## Work instructions
1. Shorten the paragraph in the E-Sys token thread that begins "E-Sys beginning with Version 3.34.0", keeping its main facts.
2. Resume the forum thread about the E-Sys launcher token, writing what comes after its final post.

## Source text
# E-Sys launcher token?



## shawnsheridan (Jan 10, 2009)

Shaunbmw216 said:


> hi
> im after the token generator part of the launcher. The file i have does not seem to work. i would really like your help too get the generator installled and working and a valid pin
> Thanks
> Shaun


PM sent.


----------



## Shaunbmw216 (3 mo ago)

shawnsheridan said:


> PM sent.


Thanks
I can’t see a token generator does that mean it’s not needed using that method. I’ve literally tried for a week to get it working. No matter what I do I can’t get it it show the target list when open Esys 
Thanks 
Shaun


----------



## shawnsheridan (Jan 10, 2009)

Shaunbmw216 said:


> Thanks
> I can’t see a token generator does that mean it’s not needed using that method. I’ve literally tried for a week to get it working. No matter what I do I can’t get it it show the target list when open Esys
> Thanks
> Shaun


E-Sys beginning with Version 3.34.0 no longer requires an .est Token, although a CAFD Mapping solution such as BimmerUtility is still needed for use with PSdZData since 54.2.


----------



## Shaunbmw216 (3 mo ago)

shawnsheridan said:


> E-Sys beginning with Version 3.34.0 no longer requires an .est Token, although a CAFD Mapping solution such as BimmerUtility is still needed for use with PSdZData since 54.2.


That’s great. I suppose I’m better deleting the Esys and psdzdata files i have and starting from scratch ?
Thanks 
Shaun


----------



## shawnsheridan (Jan 10, 2009)

Shaunbmw216 said:


> That’s great. I suppose I’m better deleting the Esys and psdzdata files i have and starting from scratch ?
> Thanks
> Shaun


I would.


----------



## Shaunbmw216 (3 mo ago)

shawnsheridan said:


> I would.

## Data provided
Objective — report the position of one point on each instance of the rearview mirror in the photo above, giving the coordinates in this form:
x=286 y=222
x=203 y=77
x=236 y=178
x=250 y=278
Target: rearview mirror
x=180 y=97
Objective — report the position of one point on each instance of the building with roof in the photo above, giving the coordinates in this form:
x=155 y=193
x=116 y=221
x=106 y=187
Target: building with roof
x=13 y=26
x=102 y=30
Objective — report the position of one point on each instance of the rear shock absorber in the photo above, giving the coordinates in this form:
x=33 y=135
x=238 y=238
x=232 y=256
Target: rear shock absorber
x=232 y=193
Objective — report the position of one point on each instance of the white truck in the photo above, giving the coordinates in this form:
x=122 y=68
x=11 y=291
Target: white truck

--

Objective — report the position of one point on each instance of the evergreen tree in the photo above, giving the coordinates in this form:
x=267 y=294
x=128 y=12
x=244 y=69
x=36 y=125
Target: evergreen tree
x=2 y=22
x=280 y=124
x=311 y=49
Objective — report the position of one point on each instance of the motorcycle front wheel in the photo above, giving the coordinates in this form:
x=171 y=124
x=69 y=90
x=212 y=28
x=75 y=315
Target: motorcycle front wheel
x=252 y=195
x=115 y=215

## Per-task answers
1. Starting with Version 3.34.0, E-Sys needs no .est Token. PSdZData since 54.2 still requires a CAFD Mapping solution such as BimmerUtility.

2.
Thanks so much I’ll let you know how it goes 😂
Shaun


----------



## Shaunbmw216 (3 mo ago)

So far so good. Now stuck on the bummer utility part where do I find that to extract ?
Thanks 
Shaun


----------



## shawnsheridan (Jan 10, 2009)

Shaunbmw216 said:


> So far so good. Now stuck on the bummer utility part where do I find that to extract ?
> Thanks
> Shaun


You need to get from Developer Website.


----------



## Shaunbmw216 (3 mo ago)

Can you alter anything with just Esys itself or do you need to download that for anything to work 
Thanks 
Shaun


----------



## shawnsheridan (Jan 10, 2009)

Shaunbmw216 said:


> Can you alter anything with just Esys itself or do you need to download that for anything to work
> Thanks
> Shaun


It is needed for any custom FDL Coding. VO Coding and Programming can be done with just E-Sys.


----------



## Shaunbmw216 (3 mo ago)

I am after activating my cruise control I’ve fitted on my 216d active tourer f45. Is easy enough ? 
again thanks
Shaun


----------



## shawnsheridan (Jan 10, 2009)

Shaunbmw216 said:


> I am after activating my cruise control I’ve fitted on my 216d active tourer f45. Is easy enough ?
> again thanks
> Shaun


Activating it? Did you retrofit hardware for it?


----------



## Shaunbmw216 (3 mo ago)

Yes the wheel had the Lim switch so I’ve fitted the relevant cruise switch but need code it now. I have the instructions on how to do it and Esys is now showing a full targetselector list which it has never done so far 
Thanks 
Shaun


----------



## shawnsheridan (Jan 10, 2009)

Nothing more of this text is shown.